* _EXTRACTED ENTRIES_:
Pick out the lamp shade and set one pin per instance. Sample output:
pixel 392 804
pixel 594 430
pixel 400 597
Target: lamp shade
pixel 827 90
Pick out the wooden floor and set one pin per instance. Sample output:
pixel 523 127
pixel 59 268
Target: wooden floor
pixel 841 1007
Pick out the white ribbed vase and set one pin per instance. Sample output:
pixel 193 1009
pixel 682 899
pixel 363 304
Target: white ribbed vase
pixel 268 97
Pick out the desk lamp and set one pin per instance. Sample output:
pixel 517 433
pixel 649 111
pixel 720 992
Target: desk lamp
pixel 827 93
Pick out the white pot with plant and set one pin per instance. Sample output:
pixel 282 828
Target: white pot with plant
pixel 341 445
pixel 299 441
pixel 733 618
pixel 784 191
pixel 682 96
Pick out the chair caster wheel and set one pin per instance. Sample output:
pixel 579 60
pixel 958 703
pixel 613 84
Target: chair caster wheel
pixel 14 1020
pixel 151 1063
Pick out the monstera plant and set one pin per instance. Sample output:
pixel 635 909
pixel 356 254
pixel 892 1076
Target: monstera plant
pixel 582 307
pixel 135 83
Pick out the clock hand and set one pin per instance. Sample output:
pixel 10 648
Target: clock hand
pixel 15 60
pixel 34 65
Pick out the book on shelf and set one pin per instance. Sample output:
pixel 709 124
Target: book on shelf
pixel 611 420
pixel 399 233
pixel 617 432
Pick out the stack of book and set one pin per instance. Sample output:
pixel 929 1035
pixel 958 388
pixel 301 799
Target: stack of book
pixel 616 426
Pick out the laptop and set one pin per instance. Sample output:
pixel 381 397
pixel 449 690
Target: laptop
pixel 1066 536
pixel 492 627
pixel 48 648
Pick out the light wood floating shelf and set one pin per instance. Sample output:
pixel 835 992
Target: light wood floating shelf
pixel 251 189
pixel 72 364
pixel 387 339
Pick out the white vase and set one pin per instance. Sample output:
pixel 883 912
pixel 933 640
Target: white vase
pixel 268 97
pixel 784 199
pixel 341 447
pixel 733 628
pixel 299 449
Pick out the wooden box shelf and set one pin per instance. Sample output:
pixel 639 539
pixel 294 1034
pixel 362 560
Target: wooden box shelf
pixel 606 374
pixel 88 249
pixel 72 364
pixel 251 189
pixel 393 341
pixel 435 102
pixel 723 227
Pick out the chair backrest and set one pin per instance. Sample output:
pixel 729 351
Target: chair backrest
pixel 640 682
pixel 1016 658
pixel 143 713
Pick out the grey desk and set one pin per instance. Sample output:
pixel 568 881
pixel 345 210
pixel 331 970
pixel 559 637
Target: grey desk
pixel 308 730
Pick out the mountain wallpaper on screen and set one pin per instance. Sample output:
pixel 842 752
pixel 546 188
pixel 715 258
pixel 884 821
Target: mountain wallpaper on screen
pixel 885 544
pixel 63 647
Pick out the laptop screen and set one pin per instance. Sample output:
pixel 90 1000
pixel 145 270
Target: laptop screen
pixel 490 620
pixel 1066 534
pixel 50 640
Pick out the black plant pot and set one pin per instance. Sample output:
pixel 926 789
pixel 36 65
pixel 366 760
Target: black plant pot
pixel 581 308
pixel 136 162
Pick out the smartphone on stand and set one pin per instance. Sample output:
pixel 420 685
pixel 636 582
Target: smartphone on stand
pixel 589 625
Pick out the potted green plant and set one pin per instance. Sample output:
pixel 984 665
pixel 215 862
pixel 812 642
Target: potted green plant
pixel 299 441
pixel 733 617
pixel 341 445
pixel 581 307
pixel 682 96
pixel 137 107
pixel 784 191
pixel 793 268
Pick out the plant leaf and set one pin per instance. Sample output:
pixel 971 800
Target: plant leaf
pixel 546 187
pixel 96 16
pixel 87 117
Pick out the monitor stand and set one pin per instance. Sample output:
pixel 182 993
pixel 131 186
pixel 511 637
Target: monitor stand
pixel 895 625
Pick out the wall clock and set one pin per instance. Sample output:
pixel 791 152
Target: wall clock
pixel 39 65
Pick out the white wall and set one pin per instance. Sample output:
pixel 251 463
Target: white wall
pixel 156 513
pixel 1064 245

* _JOB_: Reproduce all of the data above, putting "Example output" in place of every occurrence of "Sample output" and changing nothing else.

* _CORRECT OUTPUT_:
Pick out the lamp shade and set one pin per instance. Example output:
pixel 392 804
pixel 594 430
pixel 400 597
Target: lamp shade
pixel 827 90
Pick out the wooden floor and set one pin per instance. Example output:
pixel 523 127
pixel 59 268
Target: wooden floor
pixel 841 1007
Pick out the white ribbed vase and set one pin per instance. Example output:
pixel 193 1009
pixel 682 899
pixel 363 304
Target: white ribbed vase
pixel 268 97
Pick out the desk lamp and set one pin per instance. Example output:
pixel 517 433
pixel 649 111
pixel 720 992
Target: desk lamp
pixel 827 93
Pick out the white pot with plant and set one pin per instance. Example output:
pixel 282 828
Target: white pot with plant
pixel 341 445
pixel 299 441
pixel 733 618
pixel 784 191
pixel 682 96
Pick out the chair caster wheel and set one pin per instance. Example output:
pixel 579 60
pixel 958 703
pixel 613 84
Target: chair caster wheel
pixel 14 1020
pixel 151 1063
Pick out the monstera plant and set one pin per instance. Example output:
pixel 635 909
pixel 356 254
pixel 892 1076
Target: monstera plant
pixel 582 307
pixel 135 83
Pick out the clock hand and set one pin per instance. Example output:
pixel 10 648
Target: clock hand
pixel 15 60
pixel 34 65
Pick out the book on shelf and set one pin per instance. Example output:
pixel 709 124
Target: book on shelf
pixel 611 420
pixel 399 233
pixel 617 432
Pick out the stack of book and set one pin per instance. Example output:
pixel 929 1035
pixel 958 388
pixel 301 799
Target: stack of book
pixel 616 426
Pick out the laptop and set one pin per instance. Example output:
pixel 381 397
pixel 449 690
Target: laptop
pixel 1066 536
pixel 492 627
pixel 48 648
Pick out the light wood floating shelf and set one pin per instance. Example output:
pixel 835 992
Target: light wood floating shelf
pixel 251 189
pixel 72 364
pixel 387 339
Pick out the white vase and set one pin per instance. Example output:
pixel 883 912
pixel 933 640
Target: white vase
pixel 268 97
pixel 784 199
pixel 341 447
pixel 733 628
pixel 299 449
Pick out the wooden box shelf and set one pin per instance. Example output:
pixel 639 539
pixel 294 1034
pixel 362 560
Target: wooden box shelf
pixel 606 374
pixel 88 249
pixel 72 364
pixel 251 189
pixel 393 341
pixel 435 102
pixel 723 227
Pick out the chair backrest and set one pin per instance. Example output:
pixel 729 351
Target: chair backrest
pixel 640 682
pixel 1016 658
pixel 143 713
Pick out the grey desk and set one pin per instance. Example output:
pixel 568 881
pixel 345 210
pixel 331 970
pixel 559 637
Target: grey desk
pixel 308 730
Pick out the mountain wallpaper on screen and set one pin per instance. Example output:
pixel 842 752
pixel 546 188
pixel 715 258
pixel 884 821
Target: mountain wallpaper on screen
pixel 885 544
pixel 63 647
Pick out the laptop screen and set one pin per instance. Example output:
pixel 90 1000
pixel 145 270
Target: laptop screen
pixel 490 620
pixel 1066 534
pixel 50 640
Pick out the black plant pot and set one pin per instance. Example output:
pixel 926 789
pixel 36 65
pixel 366 760
Target: black plant pot
pixel 581 308
pixel 136 162
Pick out the smartphone on stand and set one pin per instance. Example output:
pixel 420 685
pixel 636 582
Target: smartphone on stand
pixel 589 625
Pick out the potted green plant and set one pin per instance. Example output:
pixel 984 665
pixel 215 862
pixel 812 642
Target: potted green plant
pixel 299 441
pixel 733 617
pixel 341 445
pixel 581 307
pixel 682 96
pixel 137 107
pixel 784 191
pixel 793 268
Pick out the plant leaf and set one pin per instance. Example output:
pixel 971 800
Target: plant leaf
pixel 546 187
pixel 96 16
pixel 87 117
Pick out the monitor stand and set one pin per instance. Example output:
pixel 182 993
pixel 131 186
pixel 511 637
Target: monitor stand
pixel 895 625
Pick out the wall clock and set one pin per instance. Example output:
pixel 791 152
Target: wall clock
pixel 39 65
Pick out the white wall and set one pin per instance. Example output:
pixel 251 463
Target: white wall
pixel 156 513
pixel 1064 245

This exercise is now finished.